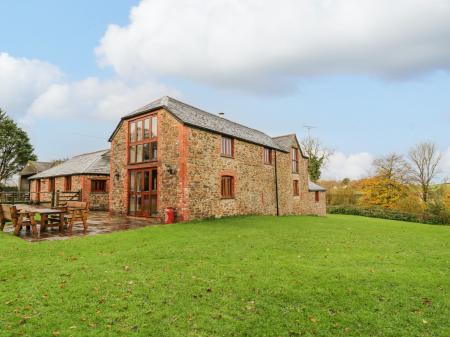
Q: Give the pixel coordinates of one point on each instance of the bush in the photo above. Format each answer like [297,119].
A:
[383,213]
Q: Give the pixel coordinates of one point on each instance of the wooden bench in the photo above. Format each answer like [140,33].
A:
[9,213]
[76,212]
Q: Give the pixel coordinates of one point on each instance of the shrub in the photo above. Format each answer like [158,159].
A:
[429,217]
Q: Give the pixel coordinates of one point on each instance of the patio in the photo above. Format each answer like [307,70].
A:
[99,223]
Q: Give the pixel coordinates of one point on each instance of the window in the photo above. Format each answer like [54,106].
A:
[51,184]
[68,183]
[296,191]
[227,187]
[143,140]
[98,186]
[227,147]
[294,153]
[267,156]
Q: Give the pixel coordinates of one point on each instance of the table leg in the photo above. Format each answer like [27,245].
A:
[33,225]
[61,222]
[43,222]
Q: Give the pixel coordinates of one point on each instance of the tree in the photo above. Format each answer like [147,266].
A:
[425,159]
[318,156]
[15,147]
[393,167]
[383,192]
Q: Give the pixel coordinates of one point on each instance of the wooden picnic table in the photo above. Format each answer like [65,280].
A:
[48,217]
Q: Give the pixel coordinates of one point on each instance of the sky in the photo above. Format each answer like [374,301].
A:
[372,77]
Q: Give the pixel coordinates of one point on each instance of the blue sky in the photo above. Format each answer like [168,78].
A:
[364,94]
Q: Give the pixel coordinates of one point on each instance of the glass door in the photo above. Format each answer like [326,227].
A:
[143,193]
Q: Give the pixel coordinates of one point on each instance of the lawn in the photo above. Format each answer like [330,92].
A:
[249,276]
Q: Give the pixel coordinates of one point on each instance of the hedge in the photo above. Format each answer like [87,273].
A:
[382,213]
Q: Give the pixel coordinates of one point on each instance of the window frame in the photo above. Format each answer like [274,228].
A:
[68,183]
[294,157]
[295,187]
[147,138]
[268,151]
[96,185]
[231,187]
[222,147]
[51,184]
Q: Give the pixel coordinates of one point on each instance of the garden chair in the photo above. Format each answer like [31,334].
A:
[76,212]
[9,214]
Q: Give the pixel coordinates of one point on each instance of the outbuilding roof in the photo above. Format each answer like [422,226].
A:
[88,163]
[33,167]
[202,119]
[313,187]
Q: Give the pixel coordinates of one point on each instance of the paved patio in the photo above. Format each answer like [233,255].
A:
[99,223]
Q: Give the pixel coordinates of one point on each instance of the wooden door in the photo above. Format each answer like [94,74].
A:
[38,190]
[142,199]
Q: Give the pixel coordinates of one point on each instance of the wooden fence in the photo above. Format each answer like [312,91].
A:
[52,199]
[14,198]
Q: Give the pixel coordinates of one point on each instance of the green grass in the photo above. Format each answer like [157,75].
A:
[251,276]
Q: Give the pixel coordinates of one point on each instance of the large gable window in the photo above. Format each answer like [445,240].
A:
[227,147]
[294,154]
[143,145]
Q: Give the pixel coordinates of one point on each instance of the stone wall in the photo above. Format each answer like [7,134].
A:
[316,208]
[254,181]
[190,167]
[118,198]
[79,182]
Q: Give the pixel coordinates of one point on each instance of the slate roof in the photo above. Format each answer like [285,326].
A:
[33,167]
[199,118]
[88,163]
[313,187]
[285,143]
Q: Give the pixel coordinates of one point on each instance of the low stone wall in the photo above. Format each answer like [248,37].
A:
[99,201]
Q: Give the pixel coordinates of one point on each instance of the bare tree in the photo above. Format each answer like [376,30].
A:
[393,167]
[425,159]
[318,156]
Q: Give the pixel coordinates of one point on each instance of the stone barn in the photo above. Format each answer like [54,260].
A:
[86,174]
[171,154]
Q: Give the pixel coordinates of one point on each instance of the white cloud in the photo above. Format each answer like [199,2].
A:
[31,89]
[21,80]
[354,166]
[445,165]
[109,99]
[269,42]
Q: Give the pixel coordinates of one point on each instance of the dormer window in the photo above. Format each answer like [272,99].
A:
[267,156]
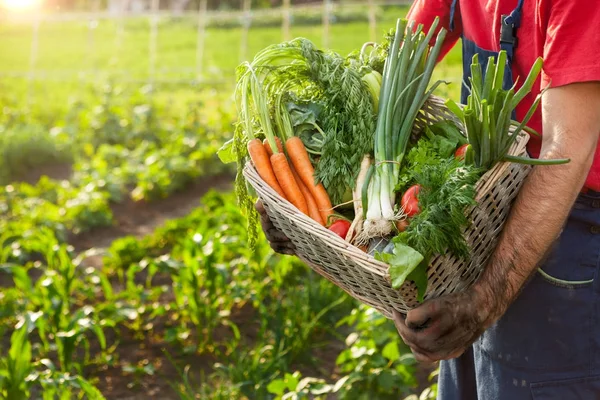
——
» **TASK DIRECTIONS**
Across the entries above, work out the count of lines that hold the word "window", and state that number alone.

» **SOLUTION FOR THIS TASK**
4